* START RECORD EXCERPTS *
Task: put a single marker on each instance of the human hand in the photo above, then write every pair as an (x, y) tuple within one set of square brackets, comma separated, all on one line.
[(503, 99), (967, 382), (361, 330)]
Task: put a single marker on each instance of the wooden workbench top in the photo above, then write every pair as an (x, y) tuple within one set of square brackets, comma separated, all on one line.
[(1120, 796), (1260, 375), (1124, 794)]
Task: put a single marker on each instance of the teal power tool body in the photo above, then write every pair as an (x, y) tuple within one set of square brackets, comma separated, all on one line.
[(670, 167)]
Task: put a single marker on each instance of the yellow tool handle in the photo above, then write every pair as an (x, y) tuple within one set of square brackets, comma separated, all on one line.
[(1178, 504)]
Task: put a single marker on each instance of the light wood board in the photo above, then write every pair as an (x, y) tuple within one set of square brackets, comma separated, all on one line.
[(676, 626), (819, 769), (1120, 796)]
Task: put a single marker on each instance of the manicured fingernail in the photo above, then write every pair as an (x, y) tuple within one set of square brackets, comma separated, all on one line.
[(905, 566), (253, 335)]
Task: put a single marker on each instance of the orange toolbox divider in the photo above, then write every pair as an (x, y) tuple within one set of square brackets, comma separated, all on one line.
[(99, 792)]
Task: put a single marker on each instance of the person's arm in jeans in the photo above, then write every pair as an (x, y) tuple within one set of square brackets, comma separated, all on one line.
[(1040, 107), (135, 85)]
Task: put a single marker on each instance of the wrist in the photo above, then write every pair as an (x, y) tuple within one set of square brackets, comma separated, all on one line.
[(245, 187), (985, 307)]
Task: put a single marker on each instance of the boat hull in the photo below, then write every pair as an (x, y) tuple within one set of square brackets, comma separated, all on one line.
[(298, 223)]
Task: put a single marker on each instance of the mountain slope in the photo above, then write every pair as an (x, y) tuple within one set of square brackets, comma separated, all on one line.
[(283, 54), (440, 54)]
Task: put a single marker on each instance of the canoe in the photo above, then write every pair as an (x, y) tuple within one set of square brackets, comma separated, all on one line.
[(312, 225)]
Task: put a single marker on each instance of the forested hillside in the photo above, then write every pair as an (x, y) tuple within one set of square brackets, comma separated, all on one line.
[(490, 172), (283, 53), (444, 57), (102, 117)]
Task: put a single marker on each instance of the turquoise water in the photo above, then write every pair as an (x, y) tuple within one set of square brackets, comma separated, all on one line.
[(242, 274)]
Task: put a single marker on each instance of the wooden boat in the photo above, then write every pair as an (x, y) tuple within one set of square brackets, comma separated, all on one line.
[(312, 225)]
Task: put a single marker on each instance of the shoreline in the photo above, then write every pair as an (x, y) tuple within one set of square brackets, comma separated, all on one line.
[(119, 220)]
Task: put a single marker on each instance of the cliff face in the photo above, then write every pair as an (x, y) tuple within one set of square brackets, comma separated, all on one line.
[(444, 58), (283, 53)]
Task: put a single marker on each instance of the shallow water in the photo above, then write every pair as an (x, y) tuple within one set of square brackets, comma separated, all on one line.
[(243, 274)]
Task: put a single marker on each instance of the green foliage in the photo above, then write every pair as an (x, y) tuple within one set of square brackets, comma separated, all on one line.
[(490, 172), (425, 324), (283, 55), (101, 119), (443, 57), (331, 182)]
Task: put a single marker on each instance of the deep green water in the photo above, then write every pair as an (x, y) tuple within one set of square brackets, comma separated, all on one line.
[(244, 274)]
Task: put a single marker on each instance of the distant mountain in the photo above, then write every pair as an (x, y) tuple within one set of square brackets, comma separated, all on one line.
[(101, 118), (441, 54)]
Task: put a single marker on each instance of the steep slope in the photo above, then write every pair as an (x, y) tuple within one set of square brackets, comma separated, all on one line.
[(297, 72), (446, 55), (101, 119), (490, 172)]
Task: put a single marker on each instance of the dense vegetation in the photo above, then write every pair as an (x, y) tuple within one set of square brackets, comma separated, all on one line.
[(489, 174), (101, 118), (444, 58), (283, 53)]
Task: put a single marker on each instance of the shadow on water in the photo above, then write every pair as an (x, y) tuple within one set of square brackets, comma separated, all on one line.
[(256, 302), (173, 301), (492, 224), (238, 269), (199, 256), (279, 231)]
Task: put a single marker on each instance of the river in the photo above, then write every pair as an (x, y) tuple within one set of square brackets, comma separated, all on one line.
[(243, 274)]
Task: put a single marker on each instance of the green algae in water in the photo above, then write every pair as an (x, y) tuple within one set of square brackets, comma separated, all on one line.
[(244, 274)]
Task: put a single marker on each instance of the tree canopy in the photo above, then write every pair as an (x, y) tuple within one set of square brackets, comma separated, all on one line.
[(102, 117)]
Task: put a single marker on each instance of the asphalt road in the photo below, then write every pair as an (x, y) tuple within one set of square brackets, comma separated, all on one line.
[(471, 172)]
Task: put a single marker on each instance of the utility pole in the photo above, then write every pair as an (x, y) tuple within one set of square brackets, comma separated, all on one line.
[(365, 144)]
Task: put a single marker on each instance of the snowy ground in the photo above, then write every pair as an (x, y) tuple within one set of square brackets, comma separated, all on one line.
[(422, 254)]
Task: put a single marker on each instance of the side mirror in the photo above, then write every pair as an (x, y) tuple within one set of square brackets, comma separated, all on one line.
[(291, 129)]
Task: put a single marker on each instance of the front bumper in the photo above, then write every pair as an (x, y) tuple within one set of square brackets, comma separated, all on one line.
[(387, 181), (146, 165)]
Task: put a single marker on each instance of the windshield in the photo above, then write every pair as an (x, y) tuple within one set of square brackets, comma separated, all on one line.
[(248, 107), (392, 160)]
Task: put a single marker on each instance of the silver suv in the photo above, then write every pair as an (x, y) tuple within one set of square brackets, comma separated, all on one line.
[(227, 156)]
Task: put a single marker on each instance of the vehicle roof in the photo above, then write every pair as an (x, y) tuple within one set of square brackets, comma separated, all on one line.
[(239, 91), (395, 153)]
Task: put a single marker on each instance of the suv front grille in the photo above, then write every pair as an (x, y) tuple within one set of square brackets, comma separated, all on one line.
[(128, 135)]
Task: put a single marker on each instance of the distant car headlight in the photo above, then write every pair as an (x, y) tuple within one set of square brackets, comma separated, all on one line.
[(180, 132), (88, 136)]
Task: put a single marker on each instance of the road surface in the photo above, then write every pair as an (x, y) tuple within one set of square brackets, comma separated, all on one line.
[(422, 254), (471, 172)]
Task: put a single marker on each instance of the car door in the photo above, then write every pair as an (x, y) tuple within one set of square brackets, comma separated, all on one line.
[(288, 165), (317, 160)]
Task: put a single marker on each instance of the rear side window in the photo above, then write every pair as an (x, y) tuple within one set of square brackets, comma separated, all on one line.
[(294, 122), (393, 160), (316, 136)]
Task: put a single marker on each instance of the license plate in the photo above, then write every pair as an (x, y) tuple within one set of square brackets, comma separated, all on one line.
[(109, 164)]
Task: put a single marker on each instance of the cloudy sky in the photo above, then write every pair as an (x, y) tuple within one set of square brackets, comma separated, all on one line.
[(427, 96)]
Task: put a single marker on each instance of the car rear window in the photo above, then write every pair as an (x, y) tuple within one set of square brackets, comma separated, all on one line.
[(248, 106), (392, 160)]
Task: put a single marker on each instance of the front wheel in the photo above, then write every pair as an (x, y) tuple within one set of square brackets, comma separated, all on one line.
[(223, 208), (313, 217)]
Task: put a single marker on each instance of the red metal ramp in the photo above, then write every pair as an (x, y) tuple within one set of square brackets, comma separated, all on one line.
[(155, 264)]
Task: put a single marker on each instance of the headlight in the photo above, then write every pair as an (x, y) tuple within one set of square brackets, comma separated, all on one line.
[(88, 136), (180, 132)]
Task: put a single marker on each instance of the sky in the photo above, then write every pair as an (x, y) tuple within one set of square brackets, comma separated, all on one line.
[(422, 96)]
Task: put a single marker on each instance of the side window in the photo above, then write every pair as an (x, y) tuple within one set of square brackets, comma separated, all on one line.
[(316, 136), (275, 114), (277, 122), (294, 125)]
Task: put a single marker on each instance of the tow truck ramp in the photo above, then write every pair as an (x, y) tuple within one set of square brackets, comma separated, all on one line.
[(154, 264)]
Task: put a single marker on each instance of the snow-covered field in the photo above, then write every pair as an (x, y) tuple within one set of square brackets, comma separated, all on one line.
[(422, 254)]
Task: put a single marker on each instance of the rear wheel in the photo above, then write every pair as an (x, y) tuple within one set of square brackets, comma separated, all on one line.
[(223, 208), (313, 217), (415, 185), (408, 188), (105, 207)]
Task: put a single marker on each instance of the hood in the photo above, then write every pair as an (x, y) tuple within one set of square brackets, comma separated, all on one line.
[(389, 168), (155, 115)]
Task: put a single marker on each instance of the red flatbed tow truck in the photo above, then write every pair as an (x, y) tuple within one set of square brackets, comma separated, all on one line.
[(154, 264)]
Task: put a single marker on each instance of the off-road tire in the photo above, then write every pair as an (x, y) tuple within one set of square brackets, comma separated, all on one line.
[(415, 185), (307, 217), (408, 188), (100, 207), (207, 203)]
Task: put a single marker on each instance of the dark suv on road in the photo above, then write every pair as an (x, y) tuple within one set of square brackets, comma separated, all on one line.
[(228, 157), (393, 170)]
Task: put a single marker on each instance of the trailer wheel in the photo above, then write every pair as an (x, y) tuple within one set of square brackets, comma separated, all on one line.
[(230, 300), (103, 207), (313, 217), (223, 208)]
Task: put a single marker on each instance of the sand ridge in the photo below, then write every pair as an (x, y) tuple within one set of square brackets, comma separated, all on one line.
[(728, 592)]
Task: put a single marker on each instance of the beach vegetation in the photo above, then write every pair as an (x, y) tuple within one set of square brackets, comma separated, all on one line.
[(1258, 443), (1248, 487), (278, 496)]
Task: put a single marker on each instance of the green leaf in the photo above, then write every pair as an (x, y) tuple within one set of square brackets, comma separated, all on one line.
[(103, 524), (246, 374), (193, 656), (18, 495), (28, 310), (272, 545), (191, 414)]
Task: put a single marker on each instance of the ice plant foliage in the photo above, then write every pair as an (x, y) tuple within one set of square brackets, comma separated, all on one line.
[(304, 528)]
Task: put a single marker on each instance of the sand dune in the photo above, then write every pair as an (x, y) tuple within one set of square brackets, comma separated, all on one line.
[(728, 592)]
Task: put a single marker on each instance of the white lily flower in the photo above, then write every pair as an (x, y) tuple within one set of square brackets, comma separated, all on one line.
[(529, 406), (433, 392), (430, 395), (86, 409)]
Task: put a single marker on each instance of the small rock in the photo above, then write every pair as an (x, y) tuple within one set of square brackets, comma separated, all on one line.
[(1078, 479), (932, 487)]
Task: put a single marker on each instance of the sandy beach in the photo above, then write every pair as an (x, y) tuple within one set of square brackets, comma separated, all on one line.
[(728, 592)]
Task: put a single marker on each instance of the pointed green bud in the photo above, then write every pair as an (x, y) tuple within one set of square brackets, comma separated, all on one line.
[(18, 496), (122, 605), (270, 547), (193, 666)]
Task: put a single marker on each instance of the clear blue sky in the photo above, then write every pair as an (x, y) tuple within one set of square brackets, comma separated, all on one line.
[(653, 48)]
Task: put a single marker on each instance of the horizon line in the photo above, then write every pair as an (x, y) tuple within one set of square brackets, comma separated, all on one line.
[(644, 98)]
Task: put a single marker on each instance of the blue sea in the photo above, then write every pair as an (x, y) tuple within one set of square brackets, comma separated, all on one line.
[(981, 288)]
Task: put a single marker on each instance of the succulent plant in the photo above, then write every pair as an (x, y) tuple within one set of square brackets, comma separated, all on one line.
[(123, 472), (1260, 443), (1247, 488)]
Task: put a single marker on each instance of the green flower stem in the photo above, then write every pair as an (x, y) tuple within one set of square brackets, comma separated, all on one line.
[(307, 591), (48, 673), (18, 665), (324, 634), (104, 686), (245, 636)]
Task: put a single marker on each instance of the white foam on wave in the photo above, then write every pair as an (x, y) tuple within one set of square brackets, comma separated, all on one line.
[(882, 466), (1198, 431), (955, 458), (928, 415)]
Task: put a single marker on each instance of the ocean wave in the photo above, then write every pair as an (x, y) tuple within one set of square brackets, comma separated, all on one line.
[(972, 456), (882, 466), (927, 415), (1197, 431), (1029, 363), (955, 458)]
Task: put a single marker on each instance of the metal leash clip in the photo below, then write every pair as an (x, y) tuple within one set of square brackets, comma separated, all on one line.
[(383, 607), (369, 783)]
* END RECORD EXCERPTS *
▶ **DIRECTIONS**:
Put the lines starting at the one containing "the rear side" and ending at the one containing "[(248, 106), (392, 160)]" into a Markdown table with the columns No. and Line, numbering each line and leaving out blank lines. Include only those lines.

▶ **RESPONSE TO THIS EXERCISE**:
| No. | Line |
|---|---|
| 1 | Task: put a single marker on each instance of the rear side window in the photo above, then write every pair as an (x, y) tuple within one set of square brackets, comma separated, all on one line. |
| 2 | [(294, 122), (393, 160), (316, 136)] |
| 3 | Task: put a single marker on each instance of the license plate in the photo above, then write every pair as an (x, y) tuple within one set of square brackets, comma separated, all on one line. |
| 4 | [(109, 164)] |
| 5 | Task: put a single marker on each instance of the cloudy sky in the photo above, then write every pair as an (x, y) tuple within one set of square brackets, comma separated, all on one line. |
| 6 | [(427, 96)] |
| 7 | Task: put a single marker on each instance of the car rear window in the photo above, then write every pair as an (x, y) tuple within one set of square brackets, comma separated, all on one line. |
| 8 | [(248, 106), (392, 160)] |